Consigne:
Répondez aux questions suivantes à partir de l'extrait sur l'homéostasie.
(a) Quels niveaux restent maintenus dans des limites bien fixées, même après un repas copieux ?
(b) Qu'est-ce qui s'adapte lorsqu'on fait un effort soutenu ?
(c) Par quels circuits le cerveau détecte-t-il en permanence l'état du corps ?

Extrait fourni:
┏━━
Et de nouveau, on bute sur cette même question : alors que tout pourrait si bien se passer en suivant le plan biologique, physiologique, voilà que, sur le plan psychique, quelque chose se met en marche, nous amène à travailler contre nous-mêmes : mais comment peut-on devenir ainsi son plus grand ennemi ? Pourquoi ?
Il y a quelque chose sur le plan psychique qui échoue là où cela réussit sur le plan organique. Le propre des organismes vivants est de maintenir un équilibre, une homéostasie, une constance du milieu intérieur grâce à des mécanismes de régulation propres à la physiologie11. Ainsi, les niveaux de glucose sont maintenus dans des limites bien fixées, même après un repas copieux, riche en sucres. Si l’on fait un effort soutenu, le rythme cardiaque s’adapte de manière à fournir suffisamment de substrat énergétique aux organes. Les mécanismes visant le maintien de l’homéostasie et de l’équilibre sont tout à fait opérationnels dans le corps. Alors pourquoi pas dans la vie psychique ? Une manière de contourner la difficulté serait de dire que corps et esprit sont séparés. Mais ce
n’est pas le cas. Ce point radicalement dualiste ne correspond pas aux données de la neurophysiologie. L’état de notre corps est, en effet, en permanence détecté par notre cerveau à travers des circuits neuronaux dits intéroceptifs nous en apprécierons l’importance pour la vie psychique un peu plus loin au chapitre .
┗━━
(Données d'expressions référentielles)
┏━━
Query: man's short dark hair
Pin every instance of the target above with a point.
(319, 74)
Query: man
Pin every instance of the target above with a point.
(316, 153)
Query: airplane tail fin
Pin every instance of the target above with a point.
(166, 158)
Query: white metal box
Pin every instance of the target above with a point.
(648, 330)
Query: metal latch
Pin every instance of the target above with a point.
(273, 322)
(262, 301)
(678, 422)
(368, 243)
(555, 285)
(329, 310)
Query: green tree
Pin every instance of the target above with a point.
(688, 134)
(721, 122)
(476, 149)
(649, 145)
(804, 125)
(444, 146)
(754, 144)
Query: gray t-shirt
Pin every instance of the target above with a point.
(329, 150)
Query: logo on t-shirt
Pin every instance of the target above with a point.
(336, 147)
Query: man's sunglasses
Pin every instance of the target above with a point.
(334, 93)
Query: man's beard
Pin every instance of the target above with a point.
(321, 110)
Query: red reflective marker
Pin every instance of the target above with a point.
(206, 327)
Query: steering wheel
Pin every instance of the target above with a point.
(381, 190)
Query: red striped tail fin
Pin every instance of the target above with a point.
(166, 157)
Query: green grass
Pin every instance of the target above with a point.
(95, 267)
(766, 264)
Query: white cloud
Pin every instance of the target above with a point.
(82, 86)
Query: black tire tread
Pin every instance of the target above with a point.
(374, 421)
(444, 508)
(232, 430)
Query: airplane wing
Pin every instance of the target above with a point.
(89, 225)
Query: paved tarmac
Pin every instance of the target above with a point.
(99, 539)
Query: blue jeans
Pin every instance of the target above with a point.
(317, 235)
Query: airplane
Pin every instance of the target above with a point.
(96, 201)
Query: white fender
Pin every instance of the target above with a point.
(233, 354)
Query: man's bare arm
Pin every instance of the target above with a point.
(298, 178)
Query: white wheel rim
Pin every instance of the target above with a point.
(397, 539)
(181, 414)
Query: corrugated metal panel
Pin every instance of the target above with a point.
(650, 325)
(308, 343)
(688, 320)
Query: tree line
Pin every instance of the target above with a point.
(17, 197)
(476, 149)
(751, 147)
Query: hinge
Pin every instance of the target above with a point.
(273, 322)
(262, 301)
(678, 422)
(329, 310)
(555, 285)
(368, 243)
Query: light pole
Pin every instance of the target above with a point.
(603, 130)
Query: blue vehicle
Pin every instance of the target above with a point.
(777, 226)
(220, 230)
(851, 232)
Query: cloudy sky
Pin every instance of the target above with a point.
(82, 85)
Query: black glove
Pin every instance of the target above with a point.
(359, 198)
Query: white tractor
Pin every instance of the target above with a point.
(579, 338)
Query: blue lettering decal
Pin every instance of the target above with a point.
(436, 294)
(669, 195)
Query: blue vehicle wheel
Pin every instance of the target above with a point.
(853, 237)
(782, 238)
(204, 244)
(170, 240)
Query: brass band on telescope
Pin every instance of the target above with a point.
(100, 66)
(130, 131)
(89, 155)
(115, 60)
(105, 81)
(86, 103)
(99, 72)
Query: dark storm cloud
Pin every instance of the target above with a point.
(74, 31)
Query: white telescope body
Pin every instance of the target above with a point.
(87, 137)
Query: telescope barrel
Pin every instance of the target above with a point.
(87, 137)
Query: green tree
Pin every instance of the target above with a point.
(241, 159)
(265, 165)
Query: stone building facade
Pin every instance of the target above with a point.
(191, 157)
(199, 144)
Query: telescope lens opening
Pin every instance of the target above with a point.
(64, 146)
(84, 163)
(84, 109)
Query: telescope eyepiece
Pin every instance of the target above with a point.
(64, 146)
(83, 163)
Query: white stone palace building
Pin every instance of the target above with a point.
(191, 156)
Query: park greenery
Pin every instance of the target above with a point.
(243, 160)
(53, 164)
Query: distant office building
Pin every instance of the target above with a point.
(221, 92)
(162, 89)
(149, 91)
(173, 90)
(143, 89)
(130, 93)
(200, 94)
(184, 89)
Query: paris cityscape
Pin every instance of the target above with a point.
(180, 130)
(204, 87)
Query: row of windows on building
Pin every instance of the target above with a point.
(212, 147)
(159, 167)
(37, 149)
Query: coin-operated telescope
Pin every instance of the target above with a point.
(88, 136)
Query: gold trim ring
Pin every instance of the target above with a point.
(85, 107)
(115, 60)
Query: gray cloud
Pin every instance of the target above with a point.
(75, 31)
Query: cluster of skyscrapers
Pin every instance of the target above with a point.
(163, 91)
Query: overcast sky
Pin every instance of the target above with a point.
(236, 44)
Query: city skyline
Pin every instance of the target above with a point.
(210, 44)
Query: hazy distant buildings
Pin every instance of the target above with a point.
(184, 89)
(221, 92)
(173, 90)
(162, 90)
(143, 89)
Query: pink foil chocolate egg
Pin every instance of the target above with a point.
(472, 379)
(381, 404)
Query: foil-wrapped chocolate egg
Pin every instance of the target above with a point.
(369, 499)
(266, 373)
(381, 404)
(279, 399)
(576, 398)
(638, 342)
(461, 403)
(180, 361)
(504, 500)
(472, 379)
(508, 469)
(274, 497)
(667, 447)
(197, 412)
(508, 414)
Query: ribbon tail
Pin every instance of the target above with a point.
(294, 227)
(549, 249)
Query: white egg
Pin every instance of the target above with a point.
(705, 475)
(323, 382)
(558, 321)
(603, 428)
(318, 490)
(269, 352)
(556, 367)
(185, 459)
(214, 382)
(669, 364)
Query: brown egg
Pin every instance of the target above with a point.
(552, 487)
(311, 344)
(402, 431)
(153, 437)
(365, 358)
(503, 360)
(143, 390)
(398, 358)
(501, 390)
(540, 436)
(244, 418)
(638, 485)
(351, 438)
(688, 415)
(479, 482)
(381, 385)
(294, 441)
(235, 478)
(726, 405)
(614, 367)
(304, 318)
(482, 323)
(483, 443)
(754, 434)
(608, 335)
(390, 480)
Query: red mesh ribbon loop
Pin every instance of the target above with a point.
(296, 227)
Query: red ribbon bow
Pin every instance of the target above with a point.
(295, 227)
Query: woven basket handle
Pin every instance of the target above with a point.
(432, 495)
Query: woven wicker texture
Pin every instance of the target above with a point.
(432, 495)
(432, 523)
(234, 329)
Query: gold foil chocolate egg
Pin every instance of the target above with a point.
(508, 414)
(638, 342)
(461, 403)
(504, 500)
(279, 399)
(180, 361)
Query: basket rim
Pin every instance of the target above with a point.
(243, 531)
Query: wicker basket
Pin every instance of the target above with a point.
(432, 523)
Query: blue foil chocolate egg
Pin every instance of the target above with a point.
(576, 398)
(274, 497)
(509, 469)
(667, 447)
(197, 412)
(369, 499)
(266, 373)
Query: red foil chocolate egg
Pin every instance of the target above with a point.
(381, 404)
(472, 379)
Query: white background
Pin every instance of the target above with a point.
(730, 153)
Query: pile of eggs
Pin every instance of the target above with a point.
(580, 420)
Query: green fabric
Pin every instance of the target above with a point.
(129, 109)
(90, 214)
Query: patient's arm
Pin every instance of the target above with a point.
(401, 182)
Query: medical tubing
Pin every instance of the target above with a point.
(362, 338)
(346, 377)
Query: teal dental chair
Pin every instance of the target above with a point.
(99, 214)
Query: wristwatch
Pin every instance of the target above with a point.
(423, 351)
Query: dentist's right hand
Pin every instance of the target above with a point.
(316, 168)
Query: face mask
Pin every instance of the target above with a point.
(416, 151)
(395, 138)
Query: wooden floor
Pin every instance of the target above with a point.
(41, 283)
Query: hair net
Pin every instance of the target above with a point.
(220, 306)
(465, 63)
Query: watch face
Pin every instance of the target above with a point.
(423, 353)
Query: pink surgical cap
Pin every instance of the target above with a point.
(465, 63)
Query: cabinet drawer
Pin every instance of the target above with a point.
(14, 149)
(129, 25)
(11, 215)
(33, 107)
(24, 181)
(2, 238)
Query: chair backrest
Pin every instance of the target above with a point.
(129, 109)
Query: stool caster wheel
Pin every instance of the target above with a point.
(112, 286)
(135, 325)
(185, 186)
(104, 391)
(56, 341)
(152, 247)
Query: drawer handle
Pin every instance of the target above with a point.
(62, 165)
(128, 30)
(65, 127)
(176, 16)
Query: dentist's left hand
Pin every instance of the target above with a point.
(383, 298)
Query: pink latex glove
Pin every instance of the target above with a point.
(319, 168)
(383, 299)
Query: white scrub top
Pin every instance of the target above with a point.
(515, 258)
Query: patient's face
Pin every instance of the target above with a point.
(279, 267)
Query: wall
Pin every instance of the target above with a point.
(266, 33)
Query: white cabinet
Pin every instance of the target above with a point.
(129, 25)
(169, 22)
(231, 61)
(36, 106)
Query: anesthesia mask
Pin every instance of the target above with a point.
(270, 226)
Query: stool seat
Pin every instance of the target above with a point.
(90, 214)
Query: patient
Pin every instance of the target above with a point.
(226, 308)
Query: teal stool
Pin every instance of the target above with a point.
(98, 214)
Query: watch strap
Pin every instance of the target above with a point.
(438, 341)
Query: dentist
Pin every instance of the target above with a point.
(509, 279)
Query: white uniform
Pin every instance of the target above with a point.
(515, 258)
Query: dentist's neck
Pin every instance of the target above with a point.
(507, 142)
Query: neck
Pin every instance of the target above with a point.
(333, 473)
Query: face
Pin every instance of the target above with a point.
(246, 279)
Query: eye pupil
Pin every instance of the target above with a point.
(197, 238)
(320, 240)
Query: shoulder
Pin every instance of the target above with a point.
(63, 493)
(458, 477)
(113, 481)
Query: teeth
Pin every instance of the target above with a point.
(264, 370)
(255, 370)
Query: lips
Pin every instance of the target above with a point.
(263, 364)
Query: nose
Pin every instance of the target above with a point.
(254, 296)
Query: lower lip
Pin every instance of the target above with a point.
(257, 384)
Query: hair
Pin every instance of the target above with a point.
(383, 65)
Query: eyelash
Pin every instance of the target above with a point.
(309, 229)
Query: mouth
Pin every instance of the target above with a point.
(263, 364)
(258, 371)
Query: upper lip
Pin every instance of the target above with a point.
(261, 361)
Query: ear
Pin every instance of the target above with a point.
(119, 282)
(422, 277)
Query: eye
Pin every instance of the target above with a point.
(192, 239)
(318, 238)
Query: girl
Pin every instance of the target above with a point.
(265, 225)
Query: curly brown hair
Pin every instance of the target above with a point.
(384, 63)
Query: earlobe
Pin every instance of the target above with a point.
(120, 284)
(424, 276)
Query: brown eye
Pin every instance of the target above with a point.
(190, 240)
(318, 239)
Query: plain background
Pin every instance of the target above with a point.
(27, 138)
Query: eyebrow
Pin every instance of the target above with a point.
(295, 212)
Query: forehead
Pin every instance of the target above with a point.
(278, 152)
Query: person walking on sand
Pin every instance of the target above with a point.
┗━━
Réponse:
(a) Les niveaux de glucose.
(b) Le rythme cardiaque.
(c) Par des circuits neuronaux dits intéroceptifs.